Dataset Start Marker
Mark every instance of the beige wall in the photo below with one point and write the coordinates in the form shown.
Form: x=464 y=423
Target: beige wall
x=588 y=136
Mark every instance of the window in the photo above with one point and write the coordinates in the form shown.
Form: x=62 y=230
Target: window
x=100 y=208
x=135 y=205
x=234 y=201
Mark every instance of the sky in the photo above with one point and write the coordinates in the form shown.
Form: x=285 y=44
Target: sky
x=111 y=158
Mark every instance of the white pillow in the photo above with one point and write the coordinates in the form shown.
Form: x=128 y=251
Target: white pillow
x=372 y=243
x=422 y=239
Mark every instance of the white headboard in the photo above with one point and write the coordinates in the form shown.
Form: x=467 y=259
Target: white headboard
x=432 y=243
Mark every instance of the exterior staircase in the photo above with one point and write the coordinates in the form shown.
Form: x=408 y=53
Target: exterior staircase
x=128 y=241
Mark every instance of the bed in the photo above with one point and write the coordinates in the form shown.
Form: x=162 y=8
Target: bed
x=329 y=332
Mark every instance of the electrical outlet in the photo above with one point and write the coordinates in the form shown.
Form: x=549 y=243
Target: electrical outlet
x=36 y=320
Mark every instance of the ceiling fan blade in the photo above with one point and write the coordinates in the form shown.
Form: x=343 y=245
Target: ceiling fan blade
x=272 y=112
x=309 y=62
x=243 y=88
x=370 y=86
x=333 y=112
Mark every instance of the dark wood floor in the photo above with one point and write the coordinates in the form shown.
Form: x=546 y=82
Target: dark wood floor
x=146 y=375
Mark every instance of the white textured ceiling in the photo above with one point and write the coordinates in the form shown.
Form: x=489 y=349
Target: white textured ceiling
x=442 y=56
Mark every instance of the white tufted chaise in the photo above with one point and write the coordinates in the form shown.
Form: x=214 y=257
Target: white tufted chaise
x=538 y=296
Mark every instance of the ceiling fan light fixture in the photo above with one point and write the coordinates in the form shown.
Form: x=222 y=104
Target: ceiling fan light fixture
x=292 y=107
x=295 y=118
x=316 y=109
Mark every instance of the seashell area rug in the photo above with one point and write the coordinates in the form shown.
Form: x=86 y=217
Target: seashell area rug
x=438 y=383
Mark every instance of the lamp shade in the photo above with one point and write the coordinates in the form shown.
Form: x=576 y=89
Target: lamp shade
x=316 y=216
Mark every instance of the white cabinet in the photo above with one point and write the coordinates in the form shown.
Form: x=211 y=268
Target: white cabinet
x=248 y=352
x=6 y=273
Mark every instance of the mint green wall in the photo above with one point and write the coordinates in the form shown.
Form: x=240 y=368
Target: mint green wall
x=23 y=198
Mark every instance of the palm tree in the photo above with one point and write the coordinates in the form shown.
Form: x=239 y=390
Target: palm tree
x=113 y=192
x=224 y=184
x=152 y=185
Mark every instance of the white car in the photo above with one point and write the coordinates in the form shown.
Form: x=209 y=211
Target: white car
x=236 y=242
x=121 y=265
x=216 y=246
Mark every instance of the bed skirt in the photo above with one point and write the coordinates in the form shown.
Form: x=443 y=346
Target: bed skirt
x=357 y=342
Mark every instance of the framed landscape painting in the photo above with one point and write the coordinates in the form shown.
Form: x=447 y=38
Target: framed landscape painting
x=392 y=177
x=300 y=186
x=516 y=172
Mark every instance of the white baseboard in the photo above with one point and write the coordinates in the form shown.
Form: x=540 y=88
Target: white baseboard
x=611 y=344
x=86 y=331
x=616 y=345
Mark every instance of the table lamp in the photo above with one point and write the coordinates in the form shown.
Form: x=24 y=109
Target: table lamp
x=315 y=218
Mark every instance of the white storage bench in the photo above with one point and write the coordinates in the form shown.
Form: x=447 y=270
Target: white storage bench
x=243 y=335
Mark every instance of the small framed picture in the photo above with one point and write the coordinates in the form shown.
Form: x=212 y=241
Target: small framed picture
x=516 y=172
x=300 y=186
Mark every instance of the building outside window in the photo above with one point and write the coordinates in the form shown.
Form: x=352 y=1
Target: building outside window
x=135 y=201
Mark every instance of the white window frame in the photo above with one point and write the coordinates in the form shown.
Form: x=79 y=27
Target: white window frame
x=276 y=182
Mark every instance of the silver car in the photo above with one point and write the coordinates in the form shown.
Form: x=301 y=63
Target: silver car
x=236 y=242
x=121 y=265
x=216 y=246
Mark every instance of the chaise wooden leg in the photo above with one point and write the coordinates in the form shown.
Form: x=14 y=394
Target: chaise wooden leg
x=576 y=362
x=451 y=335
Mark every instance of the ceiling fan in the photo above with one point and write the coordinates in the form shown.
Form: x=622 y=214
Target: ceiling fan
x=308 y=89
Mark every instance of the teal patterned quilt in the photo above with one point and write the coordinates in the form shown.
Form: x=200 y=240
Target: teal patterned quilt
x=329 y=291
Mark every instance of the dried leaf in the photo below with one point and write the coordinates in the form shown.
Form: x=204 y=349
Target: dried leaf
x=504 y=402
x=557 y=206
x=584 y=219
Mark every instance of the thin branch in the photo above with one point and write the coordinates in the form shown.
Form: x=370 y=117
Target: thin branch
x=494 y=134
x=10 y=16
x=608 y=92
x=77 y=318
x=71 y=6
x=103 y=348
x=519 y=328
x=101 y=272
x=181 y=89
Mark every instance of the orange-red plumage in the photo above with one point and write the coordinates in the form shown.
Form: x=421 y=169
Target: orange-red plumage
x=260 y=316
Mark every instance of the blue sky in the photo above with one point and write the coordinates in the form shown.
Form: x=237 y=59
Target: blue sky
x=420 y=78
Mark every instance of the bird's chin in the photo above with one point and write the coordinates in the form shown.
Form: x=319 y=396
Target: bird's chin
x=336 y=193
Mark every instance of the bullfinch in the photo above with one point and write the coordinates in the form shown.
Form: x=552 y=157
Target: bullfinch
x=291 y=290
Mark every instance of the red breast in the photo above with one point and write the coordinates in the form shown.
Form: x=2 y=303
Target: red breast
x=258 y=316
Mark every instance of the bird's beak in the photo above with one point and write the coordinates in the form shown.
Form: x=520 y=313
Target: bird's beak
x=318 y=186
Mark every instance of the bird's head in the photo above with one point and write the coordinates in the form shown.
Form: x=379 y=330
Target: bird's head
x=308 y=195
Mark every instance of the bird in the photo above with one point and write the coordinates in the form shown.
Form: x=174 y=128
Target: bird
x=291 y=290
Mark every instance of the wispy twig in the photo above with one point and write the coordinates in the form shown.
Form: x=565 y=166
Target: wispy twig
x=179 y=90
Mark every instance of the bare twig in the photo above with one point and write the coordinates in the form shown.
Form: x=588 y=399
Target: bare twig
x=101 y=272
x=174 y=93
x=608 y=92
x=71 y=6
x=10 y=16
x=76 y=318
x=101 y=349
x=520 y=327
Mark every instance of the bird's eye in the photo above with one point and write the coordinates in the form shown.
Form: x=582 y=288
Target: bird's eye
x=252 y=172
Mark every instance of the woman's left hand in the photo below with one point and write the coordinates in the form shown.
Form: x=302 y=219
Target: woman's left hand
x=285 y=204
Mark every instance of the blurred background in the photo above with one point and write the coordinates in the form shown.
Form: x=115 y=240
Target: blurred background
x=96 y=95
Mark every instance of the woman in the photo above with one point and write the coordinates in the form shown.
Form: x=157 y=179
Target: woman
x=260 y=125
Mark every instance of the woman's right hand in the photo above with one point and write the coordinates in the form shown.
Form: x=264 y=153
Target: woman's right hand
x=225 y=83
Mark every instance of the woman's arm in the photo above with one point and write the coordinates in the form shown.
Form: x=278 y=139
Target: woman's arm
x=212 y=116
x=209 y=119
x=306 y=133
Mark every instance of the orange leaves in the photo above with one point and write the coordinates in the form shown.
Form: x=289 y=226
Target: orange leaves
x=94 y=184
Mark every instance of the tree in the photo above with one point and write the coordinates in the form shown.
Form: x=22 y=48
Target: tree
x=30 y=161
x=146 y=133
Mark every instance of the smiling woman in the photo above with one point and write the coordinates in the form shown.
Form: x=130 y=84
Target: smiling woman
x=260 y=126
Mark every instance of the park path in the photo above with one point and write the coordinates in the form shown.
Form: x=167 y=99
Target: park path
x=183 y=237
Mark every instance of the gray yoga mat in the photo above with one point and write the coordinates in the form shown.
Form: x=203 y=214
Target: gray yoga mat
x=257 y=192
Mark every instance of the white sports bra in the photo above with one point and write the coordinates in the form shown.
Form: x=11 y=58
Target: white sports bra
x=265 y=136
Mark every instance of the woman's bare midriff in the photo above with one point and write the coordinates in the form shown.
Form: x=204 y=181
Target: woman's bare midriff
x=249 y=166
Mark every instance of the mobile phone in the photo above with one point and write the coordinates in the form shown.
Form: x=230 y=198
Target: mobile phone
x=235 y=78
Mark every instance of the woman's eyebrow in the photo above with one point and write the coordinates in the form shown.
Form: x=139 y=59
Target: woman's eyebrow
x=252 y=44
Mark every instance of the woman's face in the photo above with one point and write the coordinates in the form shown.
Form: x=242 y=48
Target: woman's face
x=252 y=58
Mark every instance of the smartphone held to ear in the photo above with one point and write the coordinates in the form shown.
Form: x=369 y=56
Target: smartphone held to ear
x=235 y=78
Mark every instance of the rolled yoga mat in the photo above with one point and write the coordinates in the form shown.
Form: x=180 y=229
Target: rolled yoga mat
Dataset End Marker
Task details: Check each line above for "below" and return the ones that have it.

Written solution:
Mark every instance of the beige wall in the photo below with one point and write the coordinates in the form shown.
Mark every instance of the dried leaf in the photo below with one point and write the coordinates in the form shown.
Mark every instance of the woman's left hand in the photo below with one point and write the coordinates in the form shown.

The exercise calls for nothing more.